> Your objective:
Return every line of the rows below that contains the word "flush", matching case exactly.

> Given data:

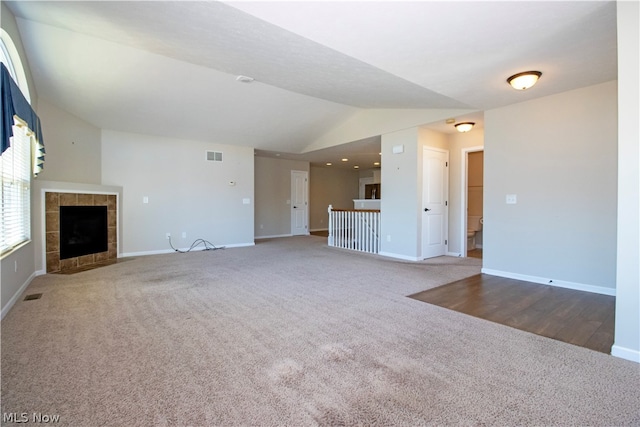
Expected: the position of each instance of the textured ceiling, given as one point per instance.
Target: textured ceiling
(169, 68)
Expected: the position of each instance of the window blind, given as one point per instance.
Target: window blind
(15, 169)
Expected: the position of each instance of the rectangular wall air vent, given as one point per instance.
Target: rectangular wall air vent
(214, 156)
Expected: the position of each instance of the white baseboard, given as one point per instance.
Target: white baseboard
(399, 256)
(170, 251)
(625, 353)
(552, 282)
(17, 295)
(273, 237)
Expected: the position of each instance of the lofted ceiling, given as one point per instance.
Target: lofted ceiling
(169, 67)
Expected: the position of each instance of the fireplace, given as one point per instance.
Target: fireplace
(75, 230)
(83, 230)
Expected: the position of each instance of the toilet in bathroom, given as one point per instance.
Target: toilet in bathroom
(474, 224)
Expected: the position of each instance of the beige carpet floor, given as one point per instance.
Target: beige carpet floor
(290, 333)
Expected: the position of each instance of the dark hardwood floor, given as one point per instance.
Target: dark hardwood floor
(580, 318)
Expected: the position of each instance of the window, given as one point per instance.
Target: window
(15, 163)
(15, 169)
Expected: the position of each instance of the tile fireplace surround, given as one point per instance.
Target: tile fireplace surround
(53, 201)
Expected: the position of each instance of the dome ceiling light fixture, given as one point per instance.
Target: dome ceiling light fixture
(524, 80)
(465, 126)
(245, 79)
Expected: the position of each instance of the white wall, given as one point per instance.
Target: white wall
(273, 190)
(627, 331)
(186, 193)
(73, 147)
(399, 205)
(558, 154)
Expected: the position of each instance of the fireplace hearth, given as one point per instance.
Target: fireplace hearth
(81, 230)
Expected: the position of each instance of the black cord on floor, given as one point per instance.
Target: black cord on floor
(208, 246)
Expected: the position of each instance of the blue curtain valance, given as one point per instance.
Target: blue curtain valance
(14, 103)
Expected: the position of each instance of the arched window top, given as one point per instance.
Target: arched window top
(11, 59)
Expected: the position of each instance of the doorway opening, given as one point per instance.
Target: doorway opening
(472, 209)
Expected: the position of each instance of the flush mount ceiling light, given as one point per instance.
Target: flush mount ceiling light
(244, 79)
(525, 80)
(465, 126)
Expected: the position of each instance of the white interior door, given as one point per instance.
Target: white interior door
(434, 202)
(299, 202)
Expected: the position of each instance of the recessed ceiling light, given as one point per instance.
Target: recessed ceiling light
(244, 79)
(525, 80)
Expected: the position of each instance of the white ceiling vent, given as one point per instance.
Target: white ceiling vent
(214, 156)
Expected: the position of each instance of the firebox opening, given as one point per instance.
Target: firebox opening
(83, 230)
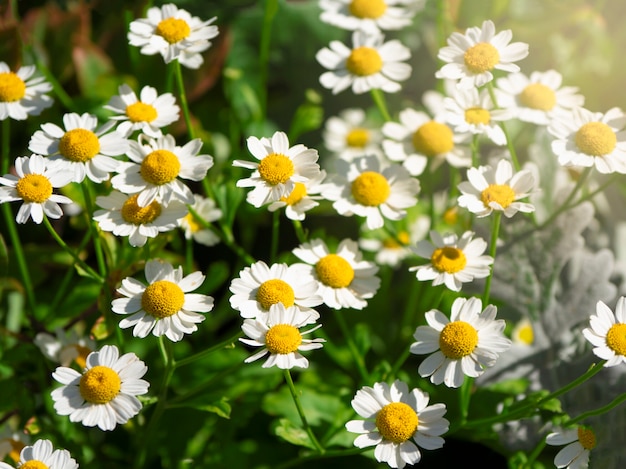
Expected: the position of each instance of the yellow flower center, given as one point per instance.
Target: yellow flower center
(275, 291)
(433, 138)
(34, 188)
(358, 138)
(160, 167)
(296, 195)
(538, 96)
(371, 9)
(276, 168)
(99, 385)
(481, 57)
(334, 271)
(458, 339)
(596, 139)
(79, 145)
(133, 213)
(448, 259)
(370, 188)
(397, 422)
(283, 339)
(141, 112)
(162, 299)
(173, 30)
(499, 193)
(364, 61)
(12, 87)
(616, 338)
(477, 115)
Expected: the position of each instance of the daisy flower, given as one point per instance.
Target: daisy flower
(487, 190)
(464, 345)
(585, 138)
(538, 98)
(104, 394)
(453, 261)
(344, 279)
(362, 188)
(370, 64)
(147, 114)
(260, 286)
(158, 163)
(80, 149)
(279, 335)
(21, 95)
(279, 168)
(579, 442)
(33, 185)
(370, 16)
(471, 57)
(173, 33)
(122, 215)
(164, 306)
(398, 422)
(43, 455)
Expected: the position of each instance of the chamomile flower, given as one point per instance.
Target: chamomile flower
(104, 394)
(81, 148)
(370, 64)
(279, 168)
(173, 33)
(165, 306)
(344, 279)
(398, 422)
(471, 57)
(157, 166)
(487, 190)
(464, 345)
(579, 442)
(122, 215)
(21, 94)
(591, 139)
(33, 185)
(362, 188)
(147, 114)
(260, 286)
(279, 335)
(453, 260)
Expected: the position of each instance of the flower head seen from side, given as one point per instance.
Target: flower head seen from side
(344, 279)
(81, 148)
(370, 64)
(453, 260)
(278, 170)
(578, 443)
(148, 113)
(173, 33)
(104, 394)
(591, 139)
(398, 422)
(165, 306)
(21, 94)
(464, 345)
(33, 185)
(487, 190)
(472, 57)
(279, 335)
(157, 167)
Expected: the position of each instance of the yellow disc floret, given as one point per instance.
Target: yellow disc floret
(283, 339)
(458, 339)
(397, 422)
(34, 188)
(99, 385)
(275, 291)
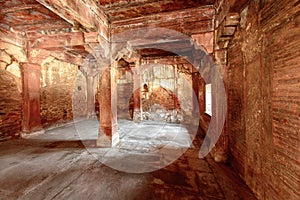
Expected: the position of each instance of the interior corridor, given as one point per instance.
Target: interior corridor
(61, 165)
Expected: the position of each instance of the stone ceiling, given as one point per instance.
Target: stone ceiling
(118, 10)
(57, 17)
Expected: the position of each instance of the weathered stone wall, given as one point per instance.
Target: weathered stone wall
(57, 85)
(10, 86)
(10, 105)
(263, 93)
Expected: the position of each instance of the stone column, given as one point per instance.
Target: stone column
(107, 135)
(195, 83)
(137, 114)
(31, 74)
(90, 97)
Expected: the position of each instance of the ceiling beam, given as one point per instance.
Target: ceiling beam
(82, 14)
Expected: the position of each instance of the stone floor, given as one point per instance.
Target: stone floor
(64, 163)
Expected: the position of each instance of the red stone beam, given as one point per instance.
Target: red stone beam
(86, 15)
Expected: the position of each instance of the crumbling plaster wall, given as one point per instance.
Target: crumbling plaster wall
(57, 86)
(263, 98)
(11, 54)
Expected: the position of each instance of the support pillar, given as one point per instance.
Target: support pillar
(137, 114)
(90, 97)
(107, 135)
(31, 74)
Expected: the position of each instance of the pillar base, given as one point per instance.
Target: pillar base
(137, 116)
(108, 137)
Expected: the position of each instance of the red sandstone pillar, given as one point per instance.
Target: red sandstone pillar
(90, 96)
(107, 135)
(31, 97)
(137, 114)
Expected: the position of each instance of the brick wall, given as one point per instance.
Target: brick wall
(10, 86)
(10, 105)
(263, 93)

...

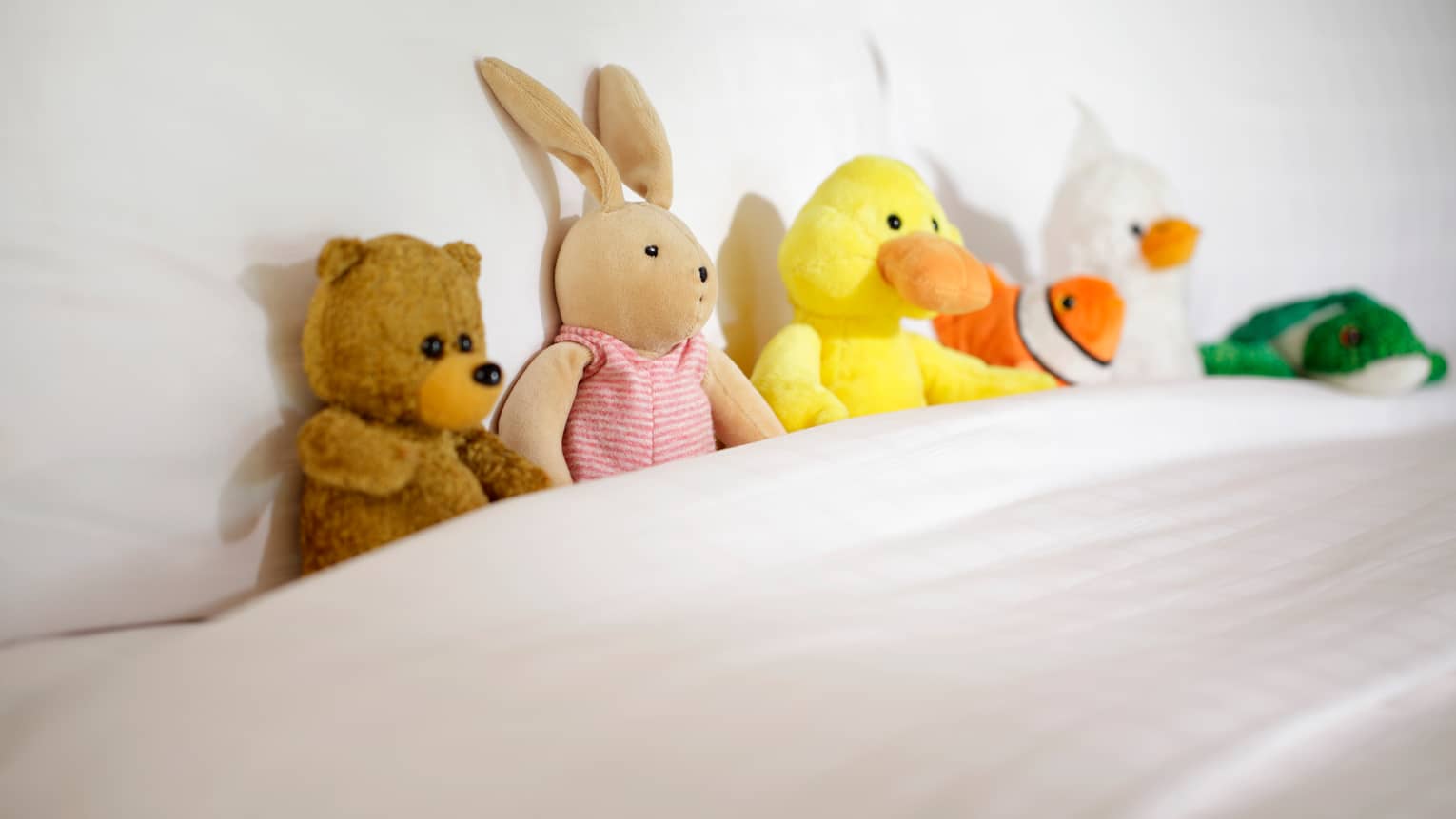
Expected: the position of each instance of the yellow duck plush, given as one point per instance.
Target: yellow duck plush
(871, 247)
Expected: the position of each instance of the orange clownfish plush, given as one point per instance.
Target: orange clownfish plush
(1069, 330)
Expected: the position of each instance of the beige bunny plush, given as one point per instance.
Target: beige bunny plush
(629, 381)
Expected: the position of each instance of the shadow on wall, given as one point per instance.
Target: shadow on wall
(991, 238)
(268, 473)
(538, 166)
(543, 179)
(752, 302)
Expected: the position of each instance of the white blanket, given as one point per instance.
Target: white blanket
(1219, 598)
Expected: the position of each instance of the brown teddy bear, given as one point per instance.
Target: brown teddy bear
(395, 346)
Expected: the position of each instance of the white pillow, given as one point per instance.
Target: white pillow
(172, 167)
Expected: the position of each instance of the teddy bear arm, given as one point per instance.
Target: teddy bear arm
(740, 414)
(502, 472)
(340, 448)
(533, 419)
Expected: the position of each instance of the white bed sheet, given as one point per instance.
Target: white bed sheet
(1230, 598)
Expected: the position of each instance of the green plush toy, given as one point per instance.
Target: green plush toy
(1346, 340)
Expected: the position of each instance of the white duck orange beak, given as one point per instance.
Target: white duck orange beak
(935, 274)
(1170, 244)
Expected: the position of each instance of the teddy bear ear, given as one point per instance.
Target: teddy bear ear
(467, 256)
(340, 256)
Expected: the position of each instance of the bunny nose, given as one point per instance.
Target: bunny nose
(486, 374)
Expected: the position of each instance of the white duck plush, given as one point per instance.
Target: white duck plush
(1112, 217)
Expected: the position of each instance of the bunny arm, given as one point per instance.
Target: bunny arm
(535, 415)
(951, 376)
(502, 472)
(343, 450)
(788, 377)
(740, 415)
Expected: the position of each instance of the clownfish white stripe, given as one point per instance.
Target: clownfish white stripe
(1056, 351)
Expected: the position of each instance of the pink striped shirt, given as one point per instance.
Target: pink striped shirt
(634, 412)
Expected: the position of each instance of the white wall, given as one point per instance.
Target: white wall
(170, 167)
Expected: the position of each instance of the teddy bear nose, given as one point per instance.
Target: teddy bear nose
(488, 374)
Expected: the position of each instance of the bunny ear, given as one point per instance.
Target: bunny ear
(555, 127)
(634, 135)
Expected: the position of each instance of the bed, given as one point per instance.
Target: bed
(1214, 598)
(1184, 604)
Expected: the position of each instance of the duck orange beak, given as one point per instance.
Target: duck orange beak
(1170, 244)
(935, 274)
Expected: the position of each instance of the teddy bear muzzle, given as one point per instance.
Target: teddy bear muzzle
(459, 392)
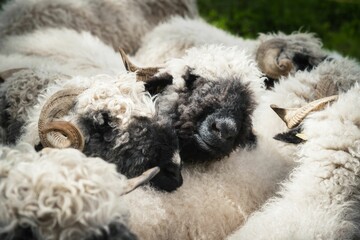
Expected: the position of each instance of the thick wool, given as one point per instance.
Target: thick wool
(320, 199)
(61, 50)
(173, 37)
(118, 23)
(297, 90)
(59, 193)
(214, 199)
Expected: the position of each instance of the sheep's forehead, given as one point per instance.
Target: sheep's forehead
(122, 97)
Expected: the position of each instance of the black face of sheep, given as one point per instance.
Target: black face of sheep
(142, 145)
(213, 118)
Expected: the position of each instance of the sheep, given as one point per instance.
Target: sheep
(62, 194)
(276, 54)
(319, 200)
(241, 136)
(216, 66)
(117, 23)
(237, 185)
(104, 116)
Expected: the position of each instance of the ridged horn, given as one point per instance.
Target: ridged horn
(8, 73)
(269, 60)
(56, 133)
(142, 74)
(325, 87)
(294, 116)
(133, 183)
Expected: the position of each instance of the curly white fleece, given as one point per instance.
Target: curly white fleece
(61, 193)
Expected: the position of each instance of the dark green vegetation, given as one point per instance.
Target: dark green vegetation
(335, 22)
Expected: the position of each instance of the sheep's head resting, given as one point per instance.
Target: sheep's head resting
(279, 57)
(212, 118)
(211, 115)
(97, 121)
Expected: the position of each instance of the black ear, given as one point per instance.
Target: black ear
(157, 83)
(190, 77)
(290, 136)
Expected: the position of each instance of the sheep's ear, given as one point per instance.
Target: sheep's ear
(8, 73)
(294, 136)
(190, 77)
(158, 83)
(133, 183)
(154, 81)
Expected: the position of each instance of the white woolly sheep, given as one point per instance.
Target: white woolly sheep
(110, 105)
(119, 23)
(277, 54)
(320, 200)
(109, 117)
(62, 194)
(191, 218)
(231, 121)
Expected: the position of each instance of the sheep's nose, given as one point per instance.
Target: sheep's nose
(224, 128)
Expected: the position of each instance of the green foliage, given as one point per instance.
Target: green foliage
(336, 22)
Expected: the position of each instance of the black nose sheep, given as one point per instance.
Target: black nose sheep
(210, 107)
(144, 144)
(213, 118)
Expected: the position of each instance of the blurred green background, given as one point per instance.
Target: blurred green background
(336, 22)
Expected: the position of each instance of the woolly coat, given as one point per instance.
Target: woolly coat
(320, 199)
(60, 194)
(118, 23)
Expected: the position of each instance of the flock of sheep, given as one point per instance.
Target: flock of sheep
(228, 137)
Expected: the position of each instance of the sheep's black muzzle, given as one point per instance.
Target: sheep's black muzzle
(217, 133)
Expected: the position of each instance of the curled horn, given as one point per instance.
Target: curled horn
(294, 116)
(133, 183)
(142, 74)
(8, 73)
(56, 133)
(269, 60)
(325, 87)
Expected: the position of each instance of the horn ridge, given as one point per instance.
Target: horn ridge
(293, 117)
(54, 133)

* * *

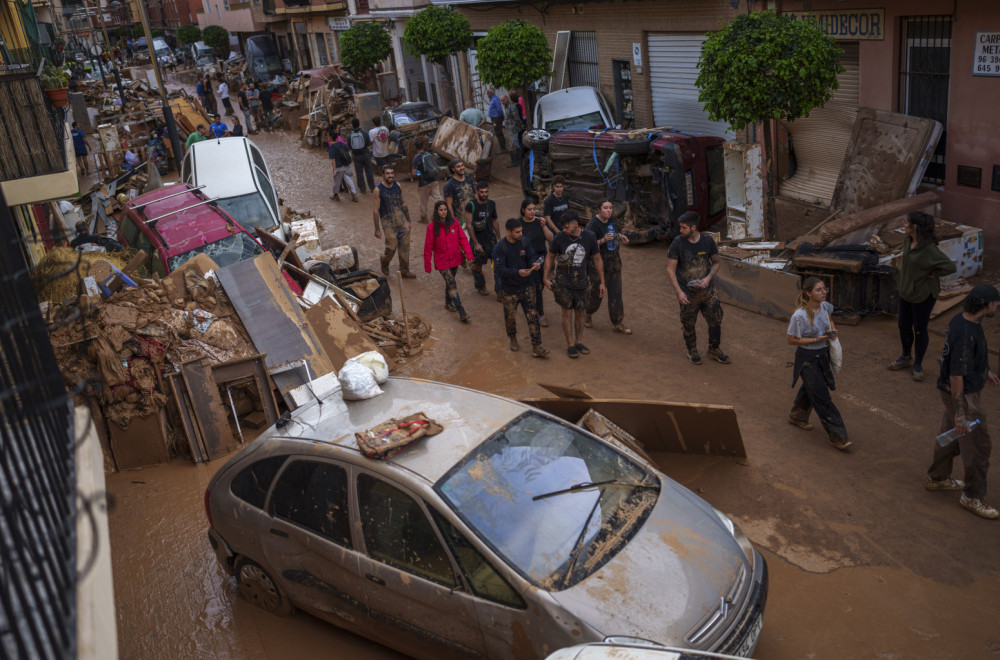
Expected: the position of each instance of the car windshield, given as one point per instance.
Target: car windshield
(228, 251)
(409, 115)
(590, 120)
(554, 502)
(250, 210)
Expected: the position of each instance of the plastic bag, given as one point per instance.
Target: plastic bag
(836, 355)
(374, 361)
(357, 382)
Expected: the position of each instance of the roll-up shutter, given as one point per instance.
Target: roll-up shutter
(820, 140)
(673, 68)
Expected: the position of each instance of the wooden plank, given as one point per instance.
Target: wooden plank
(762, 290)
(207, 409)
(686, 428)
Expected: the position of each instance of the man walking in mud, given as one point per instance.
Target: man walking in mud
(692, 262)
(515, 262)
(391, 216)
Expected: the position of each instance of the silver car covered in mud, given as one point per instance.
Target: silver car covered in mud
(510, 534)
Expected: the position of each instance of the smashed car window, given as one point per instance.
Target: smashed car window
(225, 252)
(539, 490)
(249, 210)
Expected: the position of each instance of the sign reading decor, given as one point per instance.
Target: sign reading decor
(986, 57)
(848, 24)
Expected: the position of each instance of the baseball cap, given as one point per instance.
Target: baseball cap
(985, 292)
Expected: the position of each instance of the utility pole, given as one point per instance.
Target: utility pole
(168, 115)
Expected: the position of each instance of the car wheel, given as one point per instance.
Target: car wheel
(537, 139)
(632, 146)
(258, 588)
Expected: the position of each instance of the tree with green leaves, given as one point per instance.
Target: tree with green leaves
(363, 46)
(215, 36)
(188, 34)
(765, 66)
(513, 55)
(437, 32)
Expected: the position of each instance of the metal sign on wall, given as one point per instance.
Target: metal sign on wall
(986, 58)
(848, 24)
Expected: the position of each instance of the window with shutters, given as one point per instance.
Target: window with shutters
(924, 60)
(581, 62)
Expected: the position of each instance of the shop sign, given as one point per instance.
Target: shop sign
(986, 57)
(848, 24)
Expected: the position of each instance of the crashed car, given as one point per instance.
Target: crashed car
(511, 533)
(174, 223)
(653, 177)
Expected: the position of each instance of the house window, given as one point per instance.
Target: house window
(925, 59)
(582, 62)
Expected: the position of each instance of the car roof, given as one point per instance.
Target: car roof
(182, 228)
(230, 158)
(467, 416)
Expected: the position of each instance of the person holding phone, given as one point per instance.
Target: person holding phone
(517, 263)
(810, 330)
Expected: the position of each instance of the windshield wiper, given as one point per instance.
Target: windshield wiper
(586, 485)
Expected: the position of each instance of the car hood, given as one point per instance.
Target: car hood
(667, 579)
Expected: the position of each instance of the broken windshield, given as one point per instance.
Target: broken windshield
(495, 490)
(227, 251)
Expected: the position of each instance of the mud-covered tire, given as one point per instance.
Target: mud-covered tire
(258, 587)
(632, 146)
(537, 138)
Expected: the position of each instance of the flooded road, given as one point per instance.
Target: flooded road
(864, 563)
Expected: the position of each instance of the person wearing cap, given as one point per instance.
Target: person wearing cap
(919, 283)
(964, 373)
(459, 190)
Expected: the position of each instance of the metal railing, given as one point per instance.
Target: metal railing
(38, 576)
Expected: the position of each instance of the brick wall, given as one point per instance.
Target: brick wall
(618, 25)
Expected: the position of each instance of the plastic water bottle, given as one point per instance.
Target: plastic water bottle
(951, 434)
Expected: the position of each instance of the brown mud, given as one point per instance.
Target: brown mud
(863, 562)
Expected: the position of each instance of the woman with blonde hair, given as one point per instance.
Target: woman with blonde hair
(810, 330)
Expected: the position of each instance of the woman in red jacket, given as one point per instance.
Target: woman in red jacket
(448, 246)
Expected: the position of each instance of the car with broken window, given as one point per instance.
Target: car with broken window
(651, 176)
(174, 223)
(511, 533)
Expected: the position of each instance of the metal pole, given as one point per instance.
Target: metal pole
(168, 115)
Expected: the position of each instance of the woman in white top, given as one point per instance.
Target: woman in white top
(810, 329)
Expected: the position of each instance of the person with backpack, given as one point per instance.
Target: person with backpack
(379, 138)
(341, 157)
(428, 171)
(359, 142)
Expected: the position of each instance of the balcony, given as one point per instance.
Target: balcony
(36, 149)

> Worked solution:
Expected: the position of each instance of the flush mount ceiling light, given as one point per instance.
Target: flush mount ceiling light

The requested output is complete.